── Input records

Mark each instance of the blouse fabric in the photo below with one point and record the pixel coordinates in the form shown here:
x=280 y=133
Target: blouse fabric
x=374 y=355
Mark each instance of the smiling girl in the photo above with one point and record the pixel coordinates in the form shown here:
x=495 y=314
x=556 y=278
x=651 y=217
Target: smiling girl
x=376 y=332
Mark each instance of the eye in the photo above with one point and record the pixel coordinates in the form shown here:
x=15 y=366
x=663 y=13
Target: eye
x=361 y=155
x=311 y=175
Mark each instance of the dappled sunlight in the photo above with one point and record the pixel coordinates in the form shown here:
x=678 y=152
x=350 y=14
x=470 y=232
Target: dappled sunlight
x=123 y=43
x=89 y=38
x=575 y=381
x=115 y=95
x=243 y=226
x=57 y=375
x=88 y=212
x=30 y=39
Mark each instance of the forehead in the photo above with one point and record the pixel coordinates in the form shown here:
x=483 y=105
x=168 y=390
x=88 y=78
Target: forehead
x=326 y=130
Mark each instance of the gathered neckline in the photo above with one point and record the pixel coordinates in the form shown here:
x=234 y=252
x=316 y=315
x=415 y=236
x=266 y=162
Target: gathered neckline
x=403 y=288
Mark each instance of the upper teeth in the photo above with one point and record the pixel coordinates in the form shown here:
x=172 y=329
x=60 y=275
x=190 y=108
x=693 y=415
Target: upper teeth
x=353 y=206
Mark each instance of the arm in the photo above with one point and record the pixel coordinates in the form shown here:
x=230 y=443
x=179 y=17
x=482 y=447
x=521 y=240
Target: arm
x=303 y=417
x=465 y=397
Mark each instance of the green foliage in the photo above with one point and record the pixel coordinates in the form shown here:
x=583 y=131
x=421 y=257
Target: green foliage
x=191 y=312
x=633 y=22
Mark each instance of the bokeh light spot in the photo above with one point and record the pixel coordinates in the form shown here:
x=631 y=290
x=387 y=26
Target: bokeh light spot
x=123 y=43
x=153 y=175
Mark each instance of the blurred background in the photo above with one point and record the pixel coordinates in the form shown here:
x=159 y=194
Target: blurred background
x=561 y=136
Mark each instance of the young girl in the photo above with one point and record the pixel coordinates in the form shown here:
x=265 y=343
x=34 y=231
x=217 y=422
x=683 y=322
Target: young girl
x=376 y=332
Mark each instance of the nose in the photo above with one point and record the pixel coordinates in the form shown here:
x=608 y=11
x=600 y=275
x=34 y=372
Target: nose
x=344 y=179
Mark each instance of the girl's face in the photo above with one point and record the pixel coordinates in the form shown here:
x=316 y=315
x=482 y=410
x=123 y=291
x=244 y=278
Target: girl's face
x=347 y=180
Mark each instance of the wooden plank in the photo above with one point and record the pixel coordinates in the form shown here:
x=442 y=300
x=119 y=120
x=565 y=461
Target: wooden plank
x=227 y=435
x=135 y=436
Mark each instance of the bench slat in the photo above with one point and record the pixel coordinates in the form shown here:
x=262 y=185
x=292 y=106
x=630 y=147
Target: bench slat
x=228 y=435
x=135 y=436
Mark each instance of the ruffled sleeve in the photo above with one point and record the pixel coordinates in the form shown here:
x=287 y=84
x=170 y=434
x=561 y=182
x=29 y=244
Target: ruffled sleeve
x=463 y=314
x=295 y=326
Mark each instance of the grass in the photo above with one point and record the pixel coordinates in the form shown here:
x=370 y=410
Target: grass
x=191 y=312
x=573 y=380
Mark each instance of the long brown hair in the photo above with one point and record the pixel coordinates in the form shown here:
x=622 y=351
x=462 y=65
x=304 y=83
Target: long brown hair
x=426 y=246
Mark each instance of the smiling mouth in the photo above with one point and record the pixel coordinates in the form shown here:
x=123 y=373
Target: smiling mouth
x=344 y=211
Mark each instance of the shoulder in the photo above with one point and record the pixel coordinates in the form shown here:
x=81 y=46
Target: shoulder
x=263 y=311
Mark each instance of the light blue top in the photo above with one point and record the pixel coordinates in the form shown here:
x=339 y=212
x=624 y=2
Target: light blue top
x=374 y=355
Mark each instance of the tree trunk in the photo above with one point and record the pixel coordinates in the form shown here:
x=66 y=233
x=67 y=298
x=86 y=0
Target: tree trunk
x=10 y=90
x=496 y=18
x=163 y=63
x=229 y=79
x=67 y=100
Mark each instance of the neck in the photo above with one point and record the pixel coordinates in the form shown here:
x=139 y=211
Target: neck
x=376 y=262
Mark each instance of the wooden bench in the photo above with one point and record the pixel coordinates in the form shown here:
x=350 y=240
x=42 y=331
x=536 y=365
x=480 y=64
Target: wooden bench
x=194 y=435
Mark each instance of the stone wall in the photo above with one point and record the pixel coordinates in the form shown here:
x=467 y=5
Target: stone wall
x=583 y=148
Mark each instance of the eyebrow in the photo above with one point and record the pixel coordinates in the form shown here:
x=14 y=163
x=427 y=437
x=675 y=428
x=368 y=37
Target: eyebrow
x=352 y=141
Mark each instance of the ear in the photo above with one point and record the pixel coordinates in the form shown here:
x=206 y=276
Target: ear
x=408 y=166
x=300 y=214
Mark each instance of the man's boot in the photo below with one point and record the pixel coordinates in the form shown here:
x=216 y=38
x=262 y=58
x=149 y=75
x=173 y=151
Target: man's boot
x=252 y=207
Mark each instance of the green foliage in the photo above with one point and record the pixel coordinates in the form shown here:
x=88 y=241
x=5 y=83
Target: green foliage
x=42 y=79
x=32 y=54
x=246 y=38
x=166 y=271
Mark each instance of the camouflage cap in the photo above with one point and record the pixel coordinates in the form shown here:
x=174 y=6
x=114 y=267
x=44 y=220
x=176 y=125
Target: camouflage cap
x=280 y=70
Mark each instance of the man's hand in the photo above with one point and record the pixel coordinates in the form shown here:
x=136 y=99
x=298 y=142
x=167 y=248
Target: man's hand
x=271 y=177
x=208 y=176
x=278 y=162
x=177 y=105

────

■ Requirements ■
Reproduce every line, requests included, starting at the line that has "Mark each instance of the forehead" and stopping after the one that has "x=326 y=130". Scale each coordinate in the answers by 1.7 and round to whole numbers, halves up.

■ Answer for the task ■
Mark each instance of the forehead in the photo above with one point and record the pixel coordinates in the form shown here:
x=483 y=105
x=168 y=390
x=88 y=78
Target: forehead
x=554 y=221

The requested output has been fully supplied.